***** 本文 *****

「紙風船」
落ちて来たら 今度は もっと高く もっともっと高く
何度でも 打ち上げよう 美しい願い事のように
この詩は、6月3週の「マキの山」の長文の課題にのっていたものです。長文の続きにはこういうふうに書いてあります。「この詩のいのちは、美しい願いごとのように というすばらしい 「比喩」(ひゆ)にあると言えるでしょう」。この比喩(ひゆ)というのは、小学生のみなさんのかだいに、かならず入っている「たとえ」(まるで〜のような)のことです。
「マキの山」のこの長文の感想文では、「私は、比喩というのはたいせつだと思う」という主題からはじめて、その理由を書いてもらっています。書いてくれたのは、中学生のおねえさんたちですが、その理由がとてもよく書けていたので、小学生のみなさんにもわかるように、書き直してのせてみますね。
まず聖羅さん。「比喩(たとえ)を使うと、相手がよりよくわかってくれる」。
例として、小さいとき、美術館に行って見た、彫刻のことが書いてあります。お父さんとお母さんに、その彫刻の名前を教えてもらおうとして、小さかった聖羅さんは、こんなふうに言います。「あのね、石にすわって、ひじをついているの。それでね、まるで、かけっこで走ってて途中まで一番だったのにゴールの前でころんでビリになっちゃって、泣きたくなっちゃうようなお顔をしているの」それを聞いて、おとうさんはすぐにぴんときて、答えました。「ああ、それはロダンの作った『考える人』という彫刻だよ」。聖羅さんの説明は、「黒い石でできていて、高さ何メートル」という説明より、よくわかると思いませんか。それは、ただ彫刻の見た目だけでなく、「泣きたくなっちゃうような顔」という彫刻にこめられた「気持ち」まで、「たとえ」であらわすことができているからです。
それから雪乃さん。「比喩(たとえ)を使うと、表現がゆたかになる」とあります。

***** 課題用の行 *****

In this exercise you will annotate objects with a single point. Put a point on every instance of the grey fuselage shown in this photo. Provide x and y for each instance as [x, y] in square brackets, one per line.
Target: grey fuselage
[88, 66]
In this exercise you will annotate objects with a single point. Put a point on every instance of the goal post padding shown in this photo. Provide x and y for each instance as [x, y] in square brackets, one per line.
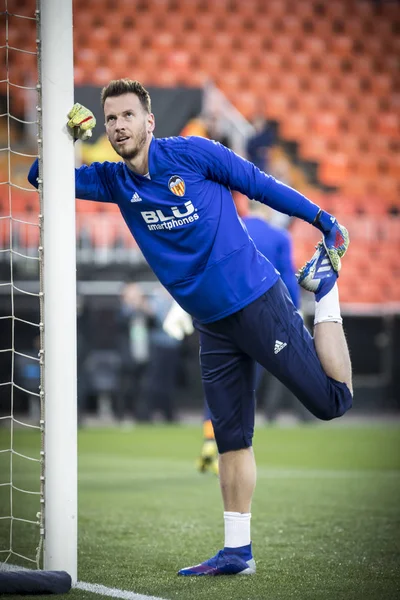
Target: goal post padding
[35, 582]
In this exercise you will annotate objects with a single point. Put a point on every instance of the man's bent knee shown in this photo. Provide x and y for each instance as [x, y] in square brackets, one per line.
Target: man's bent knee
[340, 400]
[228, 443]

*****
***** 課題用の行 *****

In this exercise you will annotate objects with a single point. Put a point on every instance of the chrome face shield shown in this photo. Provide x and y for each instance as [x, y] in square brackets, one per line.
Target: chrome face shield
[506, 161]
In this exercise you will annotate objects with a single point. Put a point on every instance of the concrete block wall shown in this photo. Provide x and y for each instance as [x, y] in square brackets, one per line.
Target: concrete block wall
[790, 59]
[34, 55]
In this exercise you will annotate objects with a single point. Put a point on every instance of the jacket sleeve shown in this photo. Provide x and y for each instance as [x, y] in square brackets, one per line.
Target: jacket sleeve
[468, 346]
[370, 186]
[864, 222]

*****
***** 課題用の行 *****

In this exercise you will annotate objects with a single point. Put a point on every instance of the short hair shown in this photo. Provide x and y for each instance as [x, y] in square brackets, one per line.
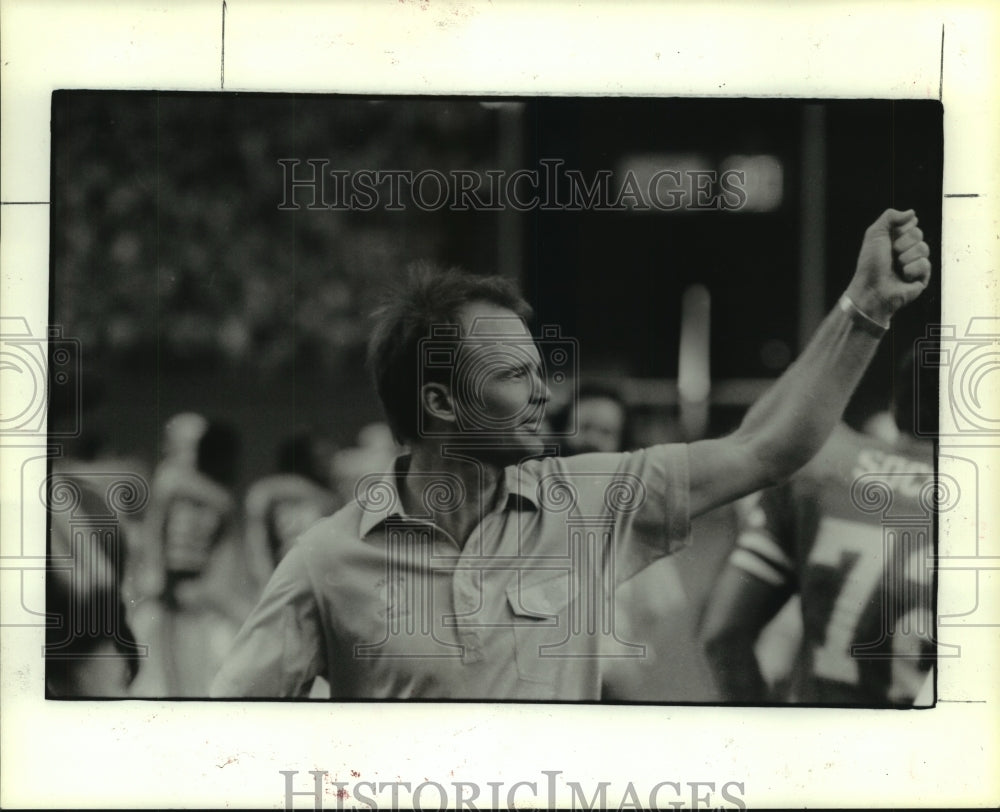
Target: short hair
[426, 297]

*****

▶ 問題と課題:
1. 本文で、聖羅さんのお父さんは、その彫刻を何だと答えましたか。
2. 上の行から、「post」という文字列が入っている行をすべて見つけて、そのまま書き写してください。大文字と小文字は区別します。

▶ 記述の答え:
1. ロダンの作った『考える人』という彫刻だと答えました。

2.
In this exercise you will annotate objects with a single point. Put a point on every instance of the goal post padding shown in this photo. Provide x and y for each instance as [x, y] in square brackets, one per line.
Target: goal post padding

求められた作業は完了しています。